__Task brief__
Say how many lines of the data below have the word "white" in them. Add nothing else.

(Dataset items)
● ● ● ●
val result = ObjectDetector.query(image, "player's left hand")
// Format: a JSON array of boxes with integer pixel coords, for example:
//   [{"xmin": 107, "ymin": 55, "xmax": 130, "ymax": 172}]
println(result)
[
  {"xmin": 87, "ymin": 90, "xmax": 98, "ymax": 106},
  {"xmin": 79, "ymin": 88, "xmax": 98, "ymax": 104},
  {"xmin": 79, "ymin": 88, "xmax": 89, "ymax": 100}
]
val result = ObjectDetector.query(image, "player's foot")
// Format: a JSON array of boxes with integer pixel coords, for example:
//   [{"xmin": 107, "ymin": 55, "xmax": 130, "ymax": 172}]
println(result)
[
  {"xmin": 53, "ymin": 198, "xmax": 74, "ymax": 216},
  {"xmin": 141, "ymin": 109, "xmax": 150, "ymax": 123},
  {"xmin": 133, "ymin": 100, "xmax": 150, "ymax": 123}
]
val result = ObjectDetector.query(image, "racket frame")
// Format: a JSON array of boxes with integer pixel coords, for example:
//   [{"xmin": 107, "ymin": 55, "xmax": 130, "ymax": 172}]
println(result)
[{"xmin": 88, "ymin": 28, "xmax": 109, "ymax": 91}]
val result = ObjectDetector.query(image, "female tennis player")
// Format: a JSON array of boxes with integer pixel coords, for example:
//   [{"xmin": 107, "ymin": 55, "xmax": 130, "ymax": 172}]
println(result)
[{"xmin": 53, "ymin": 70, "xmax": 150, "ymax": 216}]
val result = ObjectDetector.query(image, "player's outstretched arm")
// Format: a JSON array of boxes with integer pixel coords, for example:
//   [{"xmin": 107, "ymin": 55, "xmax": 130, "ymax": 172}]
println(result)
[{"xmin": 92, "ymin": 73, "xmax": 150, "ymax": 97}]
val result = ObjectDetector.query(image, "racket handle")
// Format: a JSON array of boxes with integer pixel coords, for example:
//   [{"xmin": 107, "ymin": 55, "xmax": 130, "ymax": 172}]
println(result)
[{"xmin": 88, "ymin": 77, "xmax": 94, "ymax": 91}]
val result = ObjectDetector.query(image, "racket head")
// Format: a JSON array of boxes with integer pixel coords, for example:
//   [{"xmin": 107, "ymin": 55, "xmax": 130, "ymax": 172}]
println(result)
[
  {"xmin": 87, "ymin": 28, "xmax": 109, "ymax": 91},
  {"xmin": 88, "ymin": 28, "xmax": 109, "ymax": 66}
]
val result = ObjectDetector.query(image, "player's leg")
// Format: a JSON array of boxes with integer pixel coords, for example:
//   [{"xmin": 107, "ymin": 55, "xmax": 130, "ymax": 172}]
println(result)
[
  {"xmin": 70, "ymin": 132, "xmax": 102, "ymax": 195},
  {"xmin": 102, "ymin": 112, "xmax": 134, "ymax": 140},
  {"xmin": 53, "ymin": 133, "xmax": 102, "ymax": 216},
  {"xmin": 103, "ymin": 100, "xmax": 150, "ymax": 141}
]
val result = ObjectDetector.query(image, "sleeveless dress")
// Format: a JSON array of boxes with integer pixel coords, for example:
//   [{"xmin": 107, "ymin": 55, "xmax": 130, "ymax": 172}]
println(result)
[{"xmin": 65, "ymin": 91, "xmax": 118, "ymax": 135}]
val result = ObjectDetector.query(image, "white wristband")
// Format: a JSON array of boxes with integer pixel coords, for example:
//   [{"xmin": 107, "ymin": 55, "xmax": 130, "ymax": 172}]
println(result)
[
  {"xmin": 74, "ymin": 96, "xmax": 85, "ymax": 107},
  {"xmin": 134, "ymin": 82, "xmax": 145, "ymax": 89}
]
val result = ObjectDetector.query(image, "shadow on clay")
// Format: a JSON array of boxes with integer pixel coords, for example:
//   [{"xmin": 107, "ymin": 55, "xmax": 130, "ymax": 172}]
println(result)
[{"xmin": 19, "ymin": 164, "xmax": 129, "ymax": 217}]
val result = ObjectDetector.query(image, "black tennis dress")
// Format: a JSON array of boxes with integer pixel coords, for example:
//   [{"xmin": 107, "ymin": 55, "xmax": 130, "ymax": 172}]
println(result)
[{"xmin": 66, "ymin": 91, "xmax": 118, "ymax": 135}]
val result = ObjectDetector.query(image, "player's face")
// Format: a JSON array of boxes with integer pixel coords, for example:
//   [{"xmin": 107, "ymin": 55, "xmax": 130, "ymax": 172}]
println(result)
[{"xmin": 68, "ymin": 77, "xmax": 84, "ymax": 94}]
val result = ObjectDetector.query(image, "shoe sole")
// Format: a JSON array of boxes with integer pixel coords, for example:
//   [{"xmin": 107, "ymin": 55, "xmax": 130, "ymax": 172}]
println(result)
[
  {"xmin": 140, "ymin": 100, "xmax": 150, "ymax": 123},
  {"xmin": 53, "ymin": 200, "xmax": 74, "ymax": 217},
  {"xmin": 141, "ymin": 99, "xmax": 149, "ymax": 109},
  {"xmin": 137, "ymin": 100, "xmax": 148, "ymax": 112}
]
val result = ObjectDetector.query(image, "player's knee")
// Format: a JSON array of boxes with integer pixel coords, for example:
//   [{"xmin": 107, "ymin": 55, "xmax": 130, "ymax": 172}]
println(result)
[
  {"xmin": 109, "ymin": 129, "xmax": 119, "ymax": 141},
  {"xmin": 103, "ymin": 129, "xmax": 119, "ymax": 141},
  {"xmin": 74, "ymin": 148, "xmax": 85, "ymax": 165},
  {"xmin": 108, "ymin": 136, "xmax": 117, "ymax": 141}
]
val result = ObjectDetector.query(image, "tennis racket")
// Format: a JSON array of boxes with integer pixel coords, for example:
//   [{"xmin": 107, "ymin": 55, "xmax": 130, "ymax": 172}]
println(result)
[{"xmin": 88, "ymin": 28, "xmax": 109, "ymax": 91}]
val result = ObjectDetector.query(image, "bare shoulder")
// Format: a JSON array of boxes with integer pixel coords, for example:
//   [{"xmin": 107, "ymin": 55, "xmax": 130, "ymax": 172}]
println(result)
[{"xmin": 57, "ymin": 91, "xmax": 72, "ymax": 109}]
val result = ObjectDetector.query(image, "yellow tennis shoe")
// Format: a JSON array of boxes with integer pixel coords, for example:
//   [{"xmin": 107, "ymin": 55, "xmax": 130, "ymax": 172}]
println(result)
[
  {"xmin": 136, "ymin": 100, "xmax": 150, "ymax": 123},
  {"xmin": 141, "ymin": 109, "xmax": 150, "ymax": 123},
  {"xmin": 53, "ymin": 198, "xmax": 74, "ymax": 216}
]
● ● ● ●
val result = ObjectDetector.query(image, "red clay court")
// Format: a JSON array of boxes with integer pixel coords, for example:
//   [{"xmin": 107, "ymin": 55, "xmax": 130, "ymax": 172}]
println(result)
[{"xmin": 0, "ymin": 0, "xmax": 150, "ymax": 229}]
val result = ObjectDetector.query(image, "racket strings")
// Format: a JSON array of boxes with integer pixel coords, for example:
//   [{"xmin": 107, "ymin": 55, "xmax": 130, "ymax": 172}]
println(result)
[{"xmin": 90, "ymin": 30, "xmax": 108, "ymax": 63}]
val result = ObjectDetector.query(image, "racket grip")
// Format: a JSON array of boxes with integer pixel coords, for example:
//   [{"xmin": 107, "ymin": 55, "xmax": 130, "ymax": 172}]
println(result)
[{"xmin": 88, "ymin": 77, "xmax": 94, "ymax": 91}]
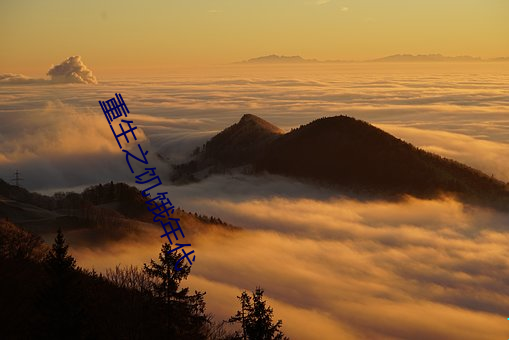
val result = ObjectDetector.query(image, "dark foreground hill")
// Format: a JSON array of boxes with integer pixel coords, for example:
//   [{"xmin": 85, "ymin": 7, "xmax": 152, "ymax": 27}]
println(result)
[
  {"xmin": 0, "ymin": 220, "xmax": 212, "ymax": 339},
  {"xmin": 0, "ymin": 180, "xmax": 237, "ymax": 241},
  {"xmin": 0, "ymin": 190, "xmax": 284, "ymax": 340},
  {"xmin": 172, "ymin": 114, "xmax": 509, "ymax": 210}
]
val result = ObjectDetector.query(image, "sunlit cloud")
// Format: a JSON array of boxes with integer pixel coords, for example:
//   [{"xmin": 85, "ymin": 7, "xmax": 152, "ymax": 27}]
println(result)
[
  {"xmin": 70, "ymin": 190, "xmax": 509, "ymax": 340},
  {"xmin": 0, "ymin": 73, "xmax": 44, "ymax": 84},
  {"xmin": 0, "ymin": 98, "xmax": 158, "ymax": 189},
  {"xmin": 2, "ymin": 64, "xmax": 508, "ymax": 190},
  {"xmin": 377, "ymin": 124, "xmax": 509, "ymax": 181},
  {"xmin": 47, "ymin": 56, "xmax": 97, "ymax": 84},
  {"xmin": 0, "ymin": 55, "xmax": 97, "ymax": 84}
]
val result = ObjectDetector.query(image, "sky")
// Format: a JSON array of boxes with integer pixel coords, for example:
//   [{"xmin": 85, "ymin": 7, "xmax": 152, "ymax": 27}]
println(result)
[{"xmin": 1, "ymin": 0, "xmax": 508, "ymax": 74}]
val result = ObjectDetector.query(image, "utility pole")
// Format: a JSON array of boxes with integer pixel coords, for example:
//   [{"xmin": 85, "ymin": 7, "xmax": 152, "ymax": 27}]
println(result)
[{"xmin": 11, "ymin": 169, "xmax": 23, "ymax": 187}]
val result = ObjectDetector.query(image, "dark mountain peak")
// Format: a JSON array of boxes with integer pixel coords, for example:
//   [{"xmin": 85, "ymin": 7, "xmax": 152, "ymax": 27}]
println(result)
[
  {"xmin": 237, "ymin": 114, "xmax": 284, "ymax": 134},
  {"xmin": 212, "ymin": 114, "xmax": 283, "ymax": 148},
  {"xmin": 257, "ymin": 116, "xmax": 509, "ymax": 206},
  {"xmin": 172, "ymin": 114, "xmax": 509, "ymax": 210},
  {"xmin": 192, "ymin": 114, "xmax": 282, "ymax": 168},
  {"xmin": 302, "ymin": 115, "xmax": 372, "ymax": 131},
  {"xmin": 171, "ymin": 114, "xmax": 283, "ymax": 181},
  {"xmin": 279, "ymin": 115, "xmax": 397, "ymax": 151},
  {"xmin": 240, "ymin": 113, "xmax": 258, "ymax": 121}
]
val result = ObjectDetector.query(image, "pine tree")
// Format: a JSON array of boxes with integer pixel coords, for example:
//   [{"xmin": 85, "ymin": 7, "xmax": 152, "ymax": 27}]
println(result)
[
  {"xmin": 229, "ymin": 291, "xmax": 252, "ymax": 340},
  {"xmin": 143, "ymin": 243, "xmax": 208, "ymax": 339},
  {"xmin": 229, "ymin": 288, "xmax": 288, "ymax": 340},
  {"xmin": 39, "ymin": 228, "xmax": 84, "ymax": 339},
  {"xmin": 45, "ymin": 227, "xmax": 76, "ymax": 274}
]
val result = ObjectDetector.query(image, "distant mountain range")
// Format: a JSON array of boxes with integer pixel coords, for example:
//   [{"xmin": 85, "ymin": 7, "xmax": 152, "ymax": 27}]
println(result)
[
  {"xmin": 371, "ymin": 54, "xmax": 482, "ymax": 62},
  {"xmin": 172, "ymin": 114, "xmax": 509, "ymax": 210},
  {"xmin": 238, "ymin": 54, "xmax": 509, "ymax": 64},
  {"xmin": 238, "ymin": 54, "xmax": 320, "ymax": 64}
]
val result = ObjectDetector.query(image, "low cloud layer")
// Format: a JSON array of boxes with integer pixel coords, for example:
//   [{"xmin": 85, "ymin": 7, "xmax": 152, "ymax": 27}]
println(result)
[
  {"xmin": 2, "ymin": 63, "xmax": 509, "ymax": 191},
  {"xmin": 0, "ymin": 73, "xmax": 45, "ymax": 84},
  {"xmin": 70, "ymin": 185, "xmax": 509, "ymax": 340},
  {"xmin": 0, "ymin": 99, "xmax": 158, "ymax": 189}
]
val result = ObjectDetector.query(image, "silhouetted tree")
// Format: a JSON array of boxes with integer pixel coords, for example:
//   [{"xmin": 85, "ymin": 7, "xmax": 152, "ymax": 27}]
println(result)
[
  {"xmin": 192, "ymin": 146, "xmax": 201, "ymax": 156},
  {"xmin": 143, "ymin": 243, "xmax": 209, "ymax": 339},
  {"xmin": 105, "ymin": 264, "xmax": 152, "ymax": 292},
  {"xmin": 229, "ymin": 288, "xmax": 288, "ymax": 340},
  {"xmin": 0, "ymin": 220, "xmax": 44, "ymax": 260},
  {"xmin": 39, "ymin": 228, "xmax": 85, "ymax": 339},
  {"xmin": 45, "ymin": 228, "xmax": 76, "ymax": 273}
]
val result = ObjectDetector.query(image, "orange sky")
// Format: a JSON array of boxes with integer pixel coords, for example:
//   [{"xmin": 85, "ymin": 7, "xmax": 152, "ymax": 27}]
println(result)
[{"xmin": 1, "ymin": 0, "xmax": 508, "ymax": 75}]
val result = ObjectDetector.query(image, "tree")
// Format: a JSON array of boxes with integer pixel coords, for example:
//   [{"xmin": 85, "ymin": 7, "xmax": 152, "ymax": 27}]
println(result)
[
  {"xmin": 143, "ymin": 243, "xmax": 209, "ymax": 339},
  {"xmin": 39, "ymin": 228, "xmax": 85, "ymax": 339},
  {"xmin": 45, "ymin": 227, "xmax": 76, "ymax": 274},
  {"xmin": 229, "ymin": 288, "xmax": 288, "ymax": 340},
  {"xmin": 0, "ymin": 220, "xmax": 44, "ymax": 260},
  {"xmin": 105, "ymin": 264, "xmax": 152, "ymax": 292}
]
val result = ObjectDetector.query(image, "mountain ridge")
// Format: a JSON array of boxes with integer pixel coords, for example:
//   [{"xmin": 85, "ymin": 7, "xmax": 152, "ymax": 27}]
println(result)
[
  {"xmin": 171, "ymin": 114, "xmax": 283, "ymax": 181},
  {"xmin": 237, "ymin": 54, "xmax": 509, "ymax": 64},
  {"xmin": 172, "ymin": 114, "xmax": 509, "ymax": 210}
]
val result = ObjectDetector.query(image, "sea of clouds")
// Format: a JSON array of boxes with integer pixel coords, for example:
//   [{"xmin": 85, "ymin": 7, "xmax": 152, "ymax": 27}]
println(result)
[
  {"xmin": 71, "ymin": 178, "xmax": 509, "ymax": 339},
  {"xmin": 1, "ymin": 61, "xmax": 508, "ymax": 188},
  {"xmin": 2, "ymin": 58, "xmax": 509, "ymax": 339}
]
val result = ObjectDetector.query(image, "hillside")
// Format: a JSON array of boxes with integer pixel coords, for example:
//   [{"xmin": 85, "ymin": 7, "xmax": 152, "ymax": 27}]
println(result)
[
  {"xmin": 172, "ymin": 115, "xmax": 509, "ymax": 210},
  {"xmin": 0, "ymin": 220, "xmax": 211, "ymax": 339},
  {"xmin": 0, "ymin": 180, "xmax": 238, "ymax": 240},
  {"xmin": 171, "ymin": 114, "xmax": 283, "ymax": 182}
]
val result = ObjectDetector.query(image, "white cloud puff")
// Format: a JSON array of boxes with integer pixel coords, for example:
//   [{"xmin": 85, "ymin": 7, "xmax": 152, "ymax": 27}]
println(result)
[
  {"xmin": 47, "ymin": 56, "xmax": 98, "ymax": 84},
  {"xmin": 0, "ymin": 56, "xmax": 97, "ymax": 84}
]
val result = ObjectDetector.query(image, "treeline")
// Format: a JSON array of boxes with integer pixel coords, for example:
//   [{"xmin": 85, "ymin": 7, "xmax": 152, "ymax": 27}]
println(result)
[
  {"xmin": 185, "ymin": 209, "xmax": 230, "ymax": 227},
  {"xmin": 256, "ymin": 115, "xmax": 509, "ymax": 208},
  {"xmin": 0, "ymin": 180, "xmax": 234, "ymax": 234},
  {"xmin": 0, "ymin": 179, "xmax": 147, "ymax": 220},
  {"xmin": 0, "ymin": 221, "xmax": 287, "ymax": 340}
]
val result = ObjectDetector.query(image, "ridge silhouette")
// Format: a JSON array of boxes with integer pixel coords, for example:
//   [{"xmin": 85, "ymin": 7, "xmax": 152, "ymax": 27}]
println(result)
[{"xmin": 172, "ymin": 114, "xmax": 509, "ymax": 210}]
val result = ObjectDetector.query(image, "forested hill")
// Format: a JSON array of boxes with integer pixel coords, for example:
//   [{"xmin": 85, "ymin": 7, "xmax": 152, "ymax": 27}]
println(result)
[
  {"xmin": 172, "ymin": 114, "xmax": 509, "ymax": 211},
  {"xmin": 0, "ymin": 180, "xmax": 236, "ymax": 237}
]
● ● ● ●
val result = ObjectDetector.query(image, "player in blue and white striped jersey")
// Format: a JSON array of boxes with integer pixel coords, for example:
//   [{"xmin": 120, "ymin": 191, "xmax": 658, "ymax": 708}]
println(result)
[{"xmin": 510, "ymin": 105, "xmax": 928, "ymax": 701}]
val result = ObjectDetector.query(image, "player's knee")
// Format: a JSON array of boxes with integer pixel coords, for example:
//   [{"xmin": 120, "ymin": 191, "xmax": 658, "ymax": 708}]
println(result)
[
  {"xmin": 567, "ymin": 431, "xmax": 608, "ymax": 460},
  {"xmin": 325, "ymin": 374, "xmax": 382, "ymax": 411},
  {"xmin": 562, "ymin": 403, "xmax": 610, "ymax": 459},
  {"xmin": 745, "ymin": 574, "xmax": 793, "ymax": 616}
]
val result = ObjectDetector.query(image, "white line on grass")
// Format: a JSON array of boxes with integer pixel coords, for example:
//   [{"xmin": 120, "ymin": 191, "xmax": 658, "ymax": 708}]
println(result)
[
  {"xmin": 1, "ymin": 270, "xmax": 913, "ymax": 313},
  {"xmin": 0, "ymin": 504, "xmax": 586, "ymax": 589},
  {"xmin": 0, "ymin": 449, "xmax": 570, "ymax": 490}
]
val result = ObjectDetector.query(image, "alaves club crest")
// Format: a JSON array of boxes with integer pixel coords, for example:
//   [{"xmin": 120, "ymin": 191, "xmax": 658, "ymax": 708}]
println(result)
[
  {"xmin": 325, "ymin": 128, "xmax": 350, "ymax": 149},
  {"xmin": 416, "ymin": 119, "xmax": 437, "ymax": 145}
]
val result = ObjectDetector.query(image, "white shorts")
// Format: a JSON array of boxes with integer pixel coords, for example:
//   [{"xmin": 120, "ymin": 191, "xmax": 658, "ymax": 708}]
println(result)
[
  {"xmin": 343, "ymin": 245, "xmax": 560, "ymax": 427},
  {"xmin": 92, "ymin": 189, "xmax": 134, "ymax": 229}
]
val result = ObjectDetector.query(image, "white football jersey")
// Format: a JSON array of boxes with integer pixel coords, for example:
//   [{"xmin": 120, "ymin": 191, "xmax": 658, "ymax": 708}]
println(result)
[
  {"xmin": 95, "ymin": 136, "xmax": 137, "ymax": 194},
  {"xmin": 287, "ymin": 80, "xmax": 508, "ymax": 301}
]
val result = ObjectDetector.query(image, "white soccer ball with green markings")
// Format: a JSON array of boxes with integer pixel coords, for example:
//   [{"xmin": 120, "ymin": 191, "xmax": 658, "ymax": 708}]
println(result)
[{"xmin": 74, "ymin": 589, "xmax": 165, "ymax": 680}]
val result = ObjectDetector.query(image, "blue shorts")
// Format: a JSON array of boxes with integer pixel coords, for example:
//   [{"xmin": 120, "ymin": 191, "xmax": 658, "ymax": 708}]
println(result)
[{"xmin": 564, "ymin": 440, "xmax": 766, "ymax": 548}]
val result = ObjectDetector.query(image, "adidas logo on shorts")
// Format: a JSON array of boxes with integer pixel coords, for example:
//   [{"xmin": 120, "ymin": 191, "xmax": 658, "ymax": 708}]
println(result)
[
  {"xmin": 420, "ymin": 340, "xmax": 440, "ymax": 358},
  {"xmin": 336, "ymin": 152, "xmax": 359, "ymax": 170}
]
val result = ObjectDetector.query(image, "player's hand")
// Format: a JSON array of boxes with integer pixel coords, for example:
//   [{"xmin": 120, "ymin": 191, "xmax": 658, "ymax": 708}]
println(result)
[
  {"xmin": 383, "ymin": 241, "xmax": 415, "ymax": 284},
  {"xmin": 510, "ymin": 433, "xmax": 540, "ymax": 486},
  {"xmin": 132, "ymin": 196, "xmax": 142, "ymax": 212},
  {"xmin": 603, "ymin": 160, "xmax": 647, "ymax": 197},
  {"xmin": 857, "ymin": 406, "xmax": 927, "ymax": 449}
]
● ● ● ●
__Result__
7